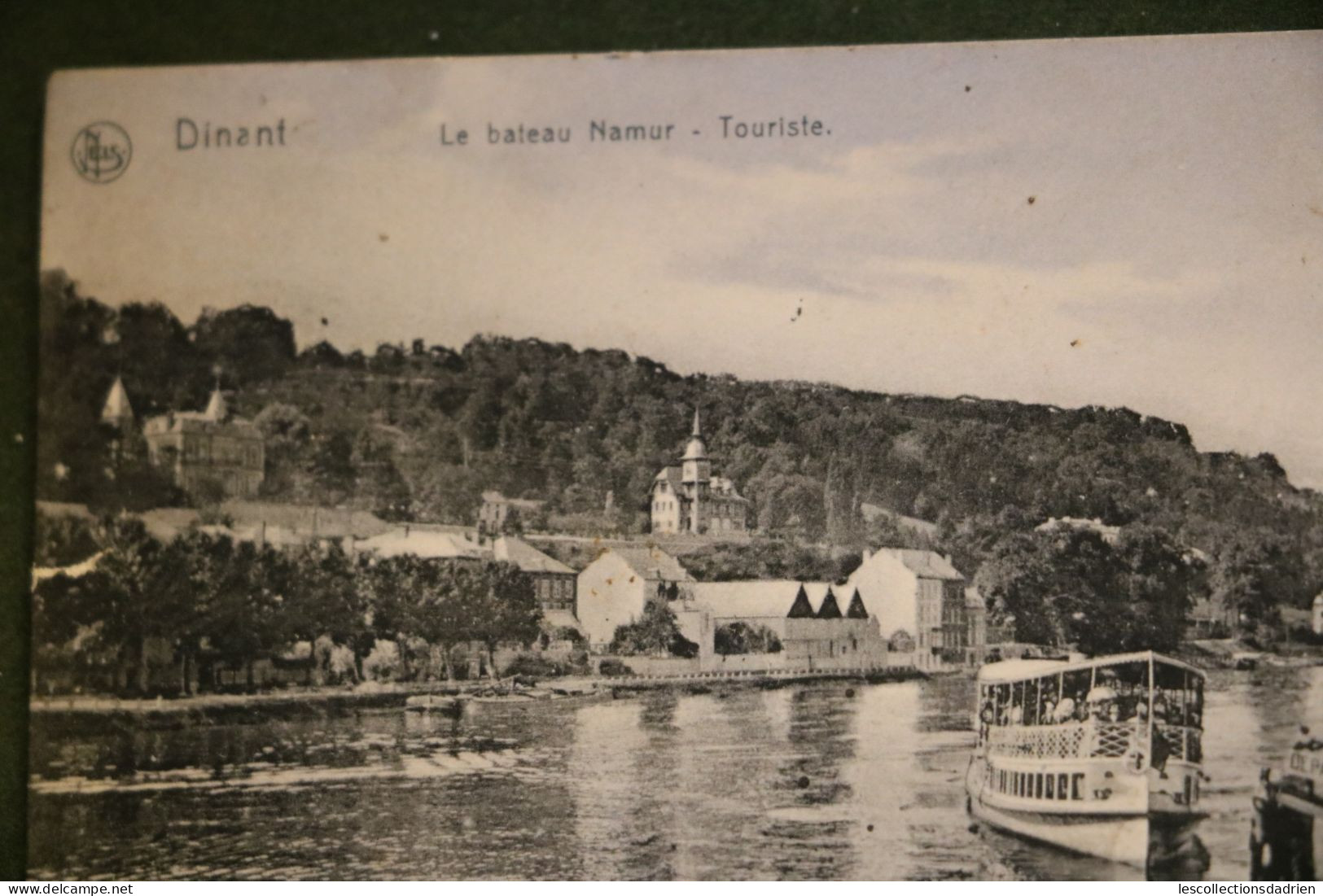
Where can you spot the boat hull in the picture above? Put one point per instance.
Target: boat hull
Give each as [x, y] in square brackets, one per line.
[1117, 838]
[1139, 838]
-- -- --
JOB: Reproduce all entries without any change, and omit the pictures.

EXPECTED OUTPUT:
Where can you spot the boat hull in the picture above? Put one point per instance.
Target: boat hull
Give each as [x, y] in square brackets, one per line.
[1117, 838]
[1139, 838]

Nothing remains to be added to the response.